— Provided text —

----

This has the side effect, by the way, of not returning duplicates for elements that appear many times in the first input sequence. Except, Intersect and Union are all set operations, and so they don't return duplicates.

var a = new int[] { 1, 1, 2, 3 };
var b = new int[] { 2 };
foreach (var n in a.Except(b)) {
  Console.WriteLine(n);
}
// Prints: 1, 3

GroupJoin consumes all of the inner enumerator into groups with lookups on the inner keys, then streams through the outer elements picks their keys and returning the groups from the inner sequence.

Intersect is similar to Except in that it consumes the second sequence into a collection and then streams through the first one, checking for presence. The difference is that Intersect yields an element if it has been seen before, rather than skipping it.

Join consumes all of the inner sequence into a group lookup based on the key, then streams the result selector with outer element along with all the items with a matching key.

Throttled
Some operators take direct input into how much they will process.

Method

Description

Skip

Bypasses a specified number of elements in a sequence and then returns the remaining elements.

SkipWhile

Bypasses elements in a sequence as long as a specified condition is true and then returns the remaining elements.

Take

Returns a specified number of contiguous elements from the start of a sequence.

TakeWhile

Returns elements from a sequence as long as a specified condition is true.

Generators
There are a few methods that even't take an input stream, but just generate values.

Method

Description

Empty

Returns an empty IEnumerable <T> that has the specified type argument.

Repeat

Generates a sequence that contains one repeated value.

Range

Generates a sequence of integral numbers within a specified range.

Hopefully this information will come in handy when evaluating when to use the Enumerable methods and when to roll your own for specific scenario and data requirements. At some future point, I hope to be able to talk about how Parallel LINQ extensions can affect some of these.

Enjoy!

Update: fixing intra-post links (hopefully).

Comments

  • Anonymous
    May 06, 2010
    SelectMany could also return fewer elements than the input sequence. q.SelectMany(x => new object[] { })

  • Anonymous
    May 07, 2010
    @Keith - true. I was focusing more on the 'size' aspect, and there are a few operators that can yield less elements than their input (all the ones that filter for example, the sets that remove duplicates, etc), but SelectMany is one of the few that can yield more. If there's something that helps you do less work, that's generally always welcome, in perf and in life :)

----

— Provided data —

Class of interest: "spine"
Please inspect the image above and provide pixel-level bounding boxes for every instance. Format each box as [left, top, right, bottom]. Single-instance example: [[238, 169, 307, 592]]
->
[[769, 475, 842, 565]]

----

— Exercises to complete —
[a] List every method named in the "Throttled" table of the LINQ operators excerpt.
[b] Retype the part of the LINQ operators excerpt between "Bypasses a specified" and "condition is true.", inclusive.

— Solutions to the tasks —
[a] Skip, SkipWhile, Take, TakeWhile

[b]
Bypasses a specified number of elements in a sequence and then returns the remaining elements.

SkipWhile

Bypasses elements in a sequence as long as a specified condition is true and then returns the remaining elements.

Take

Returns a specified number of contiguous elements from the start of a sequence.

TakeWhile

Returns elements from a sequence as long as a specified condition is true.